I just came across your blog a few days ago and was immediately touched by the way you see the world through words and pictures. When reading this post, I had to think of a collegue of my mum. She and her husband decided to invite a child into their life and be foster parents to a boy who was maybe 10 years old at that time. They all grew very close, but a few years later something terrible happened. The foster father, who had been suffering from diabetes all his life and was constantly in pain now, killed himself. The mother and the boy were terribly afraid they might be seperated as the family might not be seen as the right place for the child anymore, but gladly, they could stay together and grew even closer. The boy is about to finish high school soon and both are so happy to have found each other.

Even in this case, were the child didn't come to the family as a baby or a toddler, it's an unbreakable bond of love.

My best Greetings from Germany,
Johanna

August 10, 2007 at 3:52:00 AM PDT  
Blogger bluegreen dragonfly said...

I think adoptive children find who are supposed to be their parents. I have two coworkers who both adopted and their kids uncannily LOOK like them. to the point that you would never guess they were adopted. Ya know the idea that our children are in the ether, waiting for the right time and place to come to their parents? Who says that's always through natural birth..ya know?

+--

### TASKS:
#1 In the blog comments on adoption and fostering, what illness had the foster father suffered from all his life?
#2 Pick up the blog comments on adoption and fostering after their last sentence and continue them.
The material that comes next has no connection to the blog comments on adoption and fostering.

### SUPPLIED INFORMATION:
+--

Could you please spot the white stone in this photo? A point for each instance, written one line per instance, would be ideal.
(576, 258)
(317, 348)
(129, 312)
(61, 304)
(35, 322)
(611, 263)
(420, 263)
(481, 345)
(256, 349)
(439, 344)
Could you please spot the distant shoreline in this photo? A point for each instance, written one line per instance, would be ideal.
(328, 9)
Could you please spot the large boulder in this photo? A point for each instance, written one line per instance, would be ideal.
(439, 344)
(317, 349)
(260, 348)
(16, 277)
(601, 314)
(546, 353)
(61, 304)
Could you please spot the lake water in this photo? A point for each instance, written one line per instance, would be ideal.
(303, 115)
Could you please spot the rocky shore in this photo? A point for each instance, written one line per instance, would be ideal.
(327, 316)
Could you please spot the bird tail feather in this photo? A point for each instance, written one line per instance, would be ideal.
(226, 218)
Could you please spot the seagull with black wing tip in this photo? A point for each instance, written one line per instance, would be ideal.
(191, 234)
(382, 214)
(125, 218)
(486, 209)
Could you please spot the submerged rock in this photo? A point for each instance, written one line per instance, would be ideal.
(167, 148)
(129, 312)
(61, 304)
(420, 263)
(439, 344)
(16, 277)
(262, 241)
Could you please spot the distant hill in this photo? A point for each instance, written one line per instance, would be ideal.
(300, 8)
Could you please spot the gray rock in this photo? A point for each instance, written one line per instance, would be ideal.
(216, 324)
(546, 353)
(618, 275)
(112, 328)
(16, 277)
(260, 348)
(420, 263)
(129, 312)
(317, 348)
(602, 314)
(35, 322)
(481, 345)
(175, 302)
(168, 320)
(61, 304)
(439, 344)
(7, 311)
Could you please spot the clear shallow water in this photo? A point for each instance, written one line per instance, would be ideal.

+--

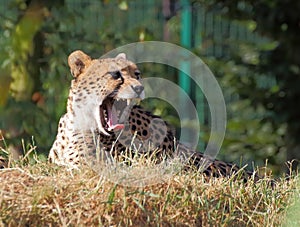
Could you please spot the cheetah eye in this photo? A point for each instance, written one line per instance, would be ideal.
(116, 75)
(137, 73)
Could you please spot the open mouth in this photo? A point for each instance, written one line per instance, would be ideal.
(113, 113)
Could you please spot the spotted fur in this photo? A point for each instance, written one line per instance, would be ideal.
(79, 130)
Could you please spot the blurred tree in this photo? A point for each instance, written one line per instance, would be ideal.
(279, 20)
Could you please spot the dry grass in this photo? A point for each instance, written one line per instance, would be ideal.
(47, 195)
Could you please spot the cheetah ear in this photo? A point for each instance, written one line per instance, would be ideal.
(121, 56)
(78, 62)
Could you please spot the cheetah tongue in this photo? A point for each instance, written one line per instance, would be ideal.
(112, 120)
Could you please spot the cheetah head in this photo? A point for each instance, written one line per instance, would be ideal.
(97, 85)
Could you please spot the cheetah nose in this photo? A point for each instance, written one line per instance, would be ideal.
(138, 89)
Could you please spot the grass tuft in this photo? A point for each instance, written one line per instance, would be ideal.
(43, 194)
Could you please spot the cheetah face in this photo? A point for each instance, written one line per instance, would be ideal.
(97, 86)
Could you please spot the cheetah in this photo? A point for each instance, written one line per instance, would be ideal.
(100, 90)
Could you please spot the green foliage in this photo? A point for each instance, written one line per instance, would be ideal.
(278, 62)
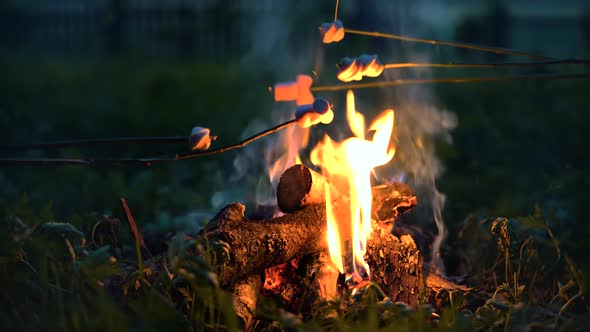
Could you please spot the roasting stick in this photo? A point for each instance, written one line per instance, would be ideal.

+--

### ANSWERS BELOW:
#1 Diabetes.

#2
I have always said that if I ever decide to have children (that's a BIG IF), I am completely open to not trying natural conception at all and adopting. There are so many children out there to love...

much love and grace to you on your journey-

bluegreendragonfly (aka omgirly)

August 10, 2007 at 6:04:00 AM PDT  
Anonymous patricia said...

i loved reading all of the adoption stories and so many are so familiar...my experiences have been varied, but i've rarely known a person was adopted until i've been told (even different colors as my pale friend's biological biracial daughter is a very lovely brown and my own bio daughter has been mistaken for my brown friend's daughter, while blondes (!) are assumed to be mine!)-- families just end up belonging together somehow...that being said, my partner's children were all adopted from the state foster system when they were all 5 or 6 years old (not all at once, but close!)...they drive me nuts just like he does (all boys, three mini-me's of marty)...and when they told my nieces they were adopted, my nieces were surprised as it never occurred to them...cuz y'know, somehow souls find the families they're meant to belong with...incidently, i've hesitated about mentioning adoption to you before but i am so excited if you go for it! xo

August 10, 2007 at 7:12:00 AM PDT  
Anonymous Megan said...

I knew these two people in high school. Although we weren't "hang out" kinda friends, I knew them pretty well. They were 2 years apart. I always thought they looked alike, and particularly the girl looked like her mother. Imagine my surprise when I found out last year (18 years after first meeting them), that they are adopted. Separately. None of them share blood. :) So cool.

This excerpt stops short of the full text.